> **Stated problem**: Reproduce the listing below verbatim, leaving out the pictures.

-- BEGIN Task data --

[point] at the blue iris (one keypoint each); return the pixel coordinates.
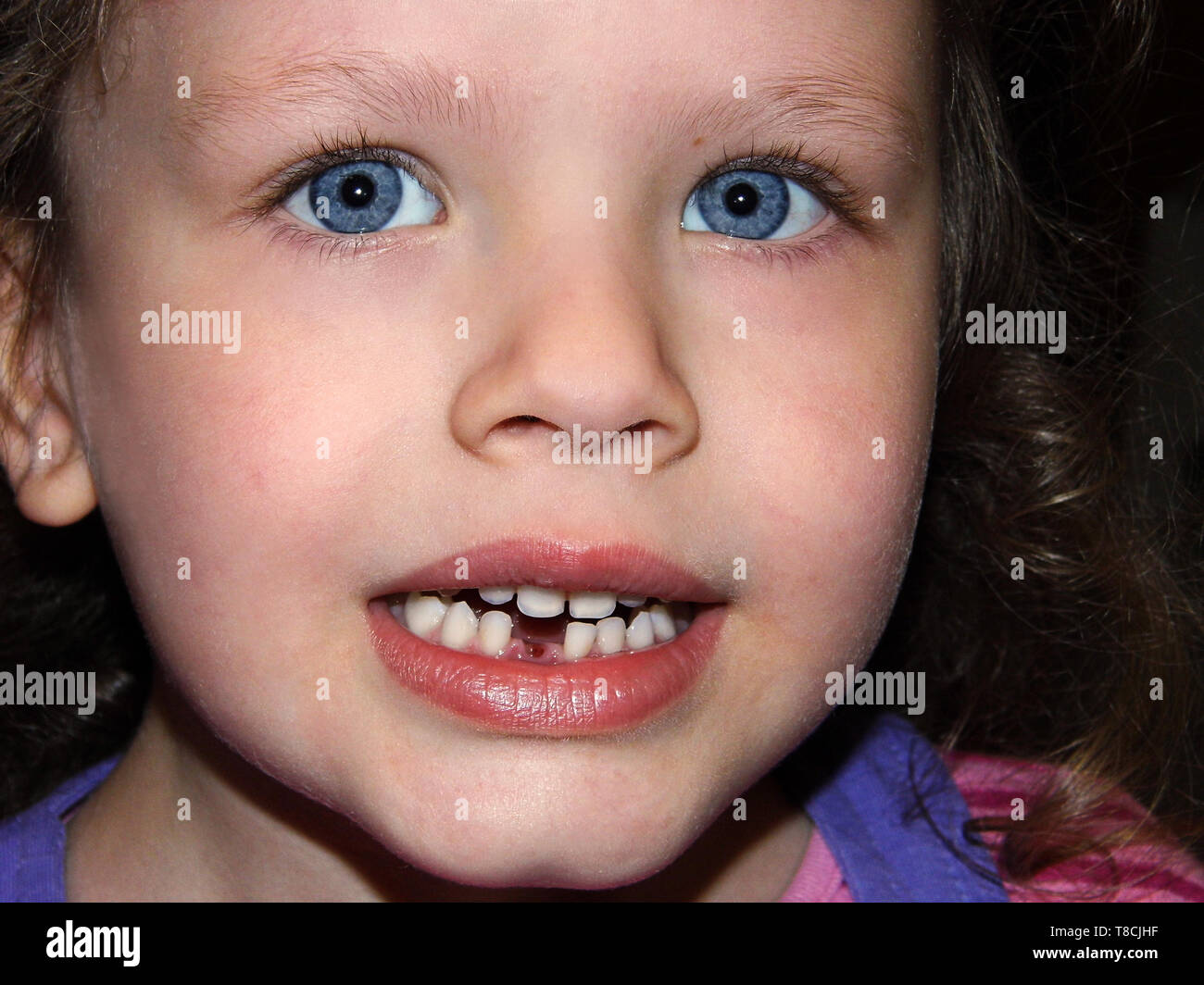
(747, 204)
(357, 196)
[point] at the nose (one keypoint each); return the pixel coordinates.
(579, 343)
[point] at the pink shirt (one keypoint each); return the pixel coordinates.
(1148, 873)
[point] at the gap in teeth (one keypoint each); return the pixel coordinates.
(482, 620)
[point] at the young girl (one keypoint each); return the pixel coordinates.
(513, 424)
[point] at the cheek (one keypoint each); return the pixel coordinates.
(826, 412)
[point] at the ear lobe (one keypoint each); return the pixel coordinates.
(46, 463)
(41, 445)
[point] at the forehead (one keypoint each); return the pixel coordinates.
(493, 67)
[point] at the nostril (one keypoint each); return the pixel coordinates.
(521, 424)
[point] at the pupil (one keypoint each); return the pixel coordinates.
(741, 199)
(357, 191)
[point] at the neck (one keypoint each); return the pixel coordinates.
(251, 837)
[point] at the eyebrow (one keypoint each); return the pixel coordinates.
(422, 92)
(858, 107)
(414, 93)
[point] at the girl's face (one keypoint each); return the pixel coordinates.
(393, 400)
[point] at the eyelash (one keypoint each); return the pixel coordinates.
(787, 160)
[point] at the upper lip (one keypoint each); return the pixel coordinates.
(624, 568)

-- END Task data --

> **Problem solution**:
[point] at the blue iris (one keypoint each); return the pixel coordinates.
(747, 204)
(357, 196)
[point] at the nose (one keypoint each); return the pixel coordinates.
(579, 343)
[point] at the pink shirt (one keypoint each); return the pixel coordinates.
(1148, 873)
[point] at the gap in teeth (one keypoint each); return the pixel coordinates.
(482, 620)
[point] at the young girl (one keypoint each); return the pixel coordinates.
(513, 424)
[point] at the cheek (one keypoint each); return the pixel coordinates.
(826, 412)
[point] at the ear lobe (one keypoint each); return the pixel coordinates.
(46, 463)
(41, 445)
[point] at the forehead (one keypoint each); return the pixel coordinates.
(493, 67)
[point] at the nostril (one keypoint each); return the pixel coordinates.
(521, 424)
[point] at the pupil (one keypoint each); return the pixel coordinates.
(741, 199)
(357, 191)
[point] at the neck (one keypoint each); return the pixel coordinates.
(251, 837)
[point] at the eyebrow (one keypoint each); return the pixel coordinates.
(422, 92)
(858, 107)
(414, 93)
[point] at the girl's face (one keypoint each); return the pixel coordinates.
(393, 400)
[point] at the eyelash (one keypoint each); return the pixel coordinates.
(787, 160)
[point] at the upper lip (one keypoint each); return the pixel coordinates.
(624, 568)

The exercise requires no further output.